▶ _What to work on_
If a record holds a picture, please leave the picture out and copy the rest of the record exactly.

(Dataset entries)
☆ ☆ ☆

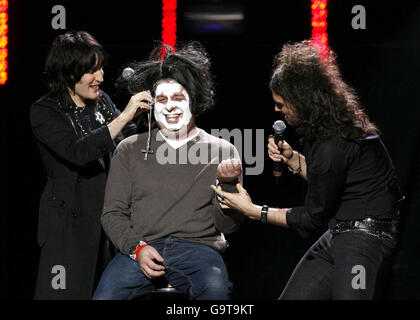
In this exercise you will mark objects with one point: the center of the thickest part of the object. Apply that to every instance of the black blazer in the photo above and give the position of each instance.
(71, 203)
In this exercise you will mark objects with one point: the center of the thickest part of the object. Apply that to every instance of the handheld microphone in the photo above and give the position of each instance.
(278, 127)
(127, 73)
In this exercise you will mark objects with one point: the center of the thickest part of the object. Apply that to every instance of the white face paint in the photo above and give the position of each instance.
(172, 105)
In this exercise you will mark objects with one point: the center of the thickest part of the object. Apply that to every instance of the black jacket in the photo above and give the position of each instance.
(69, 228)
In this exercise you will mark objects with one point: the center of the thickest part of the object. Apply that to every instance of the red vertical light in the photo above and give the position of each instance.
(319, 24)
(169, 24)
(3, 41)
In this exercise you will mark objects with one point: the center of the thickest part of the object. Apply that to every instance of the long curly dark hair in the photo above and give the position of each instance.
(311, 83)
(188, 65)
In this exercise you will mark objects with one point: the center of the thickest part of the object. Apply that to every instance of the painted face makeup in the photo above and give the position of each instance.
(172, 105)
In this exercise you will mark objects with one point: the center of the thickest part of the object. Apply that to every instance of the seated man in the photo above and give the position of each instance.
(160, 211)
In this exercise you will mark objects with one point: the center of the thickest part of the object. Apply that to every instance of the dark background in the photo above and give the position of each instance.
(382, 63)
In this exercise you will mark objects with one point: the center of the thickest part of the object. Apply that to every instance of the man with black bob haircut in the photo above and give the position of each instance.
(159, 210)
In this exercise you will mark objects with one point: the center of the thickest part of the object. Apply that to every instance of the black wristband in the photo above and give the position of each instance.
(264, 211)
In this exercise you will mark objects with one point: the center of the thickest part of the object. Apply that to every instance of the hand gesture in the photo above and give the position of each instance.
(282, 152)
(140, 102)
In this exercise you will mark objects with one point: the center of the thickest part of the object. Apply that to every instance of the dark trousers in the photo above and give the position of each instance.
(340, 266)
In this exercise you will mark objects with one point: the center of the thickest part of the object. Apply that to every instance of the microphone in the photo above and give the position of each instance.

☆ ☆ ☆

▶ _Task solution_
In this exercise you will mark objects with one point: the center of the thickest part of the object. Apply that to every instance of the black blazer in the photo above and give the position of each instance.
(71, 203)
In this exercise you will mark objects with one point: the center of the thickest part of the object. Apply that to every instance of the handheld microphone in the photo above and give the position of each instance.
(278, 127)
(127, 73)
In this exercise you will mark objects with one point: the center of the thickest part of the object. Apply that to every instance of the white face paint in the photo above and give the position of each instance.
(172, 105)
In this exercise you will mark objects with one point: the center of the thickest part of the object. Apply that to every instance of the black jacket in the photo above and give the position of each instance.
(69, 228)
In this exercise you will mark objects with one point: the center of the thickest part of the object. Apply that to every instance of the red vertical light in the photo above and give the position of each instance.
(319, 24)
(169, 24)
(3, 41)
In this exercise you will mark objects with one point: the center of the thickest part of the object. Apply that to every instance of the long curly dark hair in the photo above and give the position of each instance.
(311, 83)
(188, 65)
In this exercise you will mark objects with one point: the center of the thickest part of the object. Apply that to every instance of the painted face makeup in the photo above and give the position of each instance.
(172, 105)
In this exercise you will mark objects with one point: the center of the thickest part of the object. Apply that to every instance of the seated man in the photo above and give the position of each instance.
(160, 211)
In this exercise you will mark objects with one point: the center of the thickest part of the object. Apply that to every instance of the dark background in the photo above and give the position of each instance.
(382, 63)
In this exercise you will mark objects with one point: the center of the thickest part of the object. Apply that to every instance of the man with black bob haircut in the photo above and give the position of each instance.
(159, 210)
In this exercise you will mark objects with one point: the center of the thickest part of the object. Apply that to every instance of the black wristband in the photo above and give the position of each instance.
(264, 211)
In this exercise you will mark objects with one point: the center of the thickest part of the object. Apply that to every instance of the hand gesture in the photo above and give the position of each instance.
(282, 152)
(140, 102)
In this exercise you will mark objects with one point: the center of the thickest part of the object. Apply that to every instance of the dark trousers in the photo above and give the position of each instance.
(340, 266)
In this exercise you will mark objects with one point: the center of the thickest part of the object. Apply that to every instance of the microphone in the photo above and give the position of each instance.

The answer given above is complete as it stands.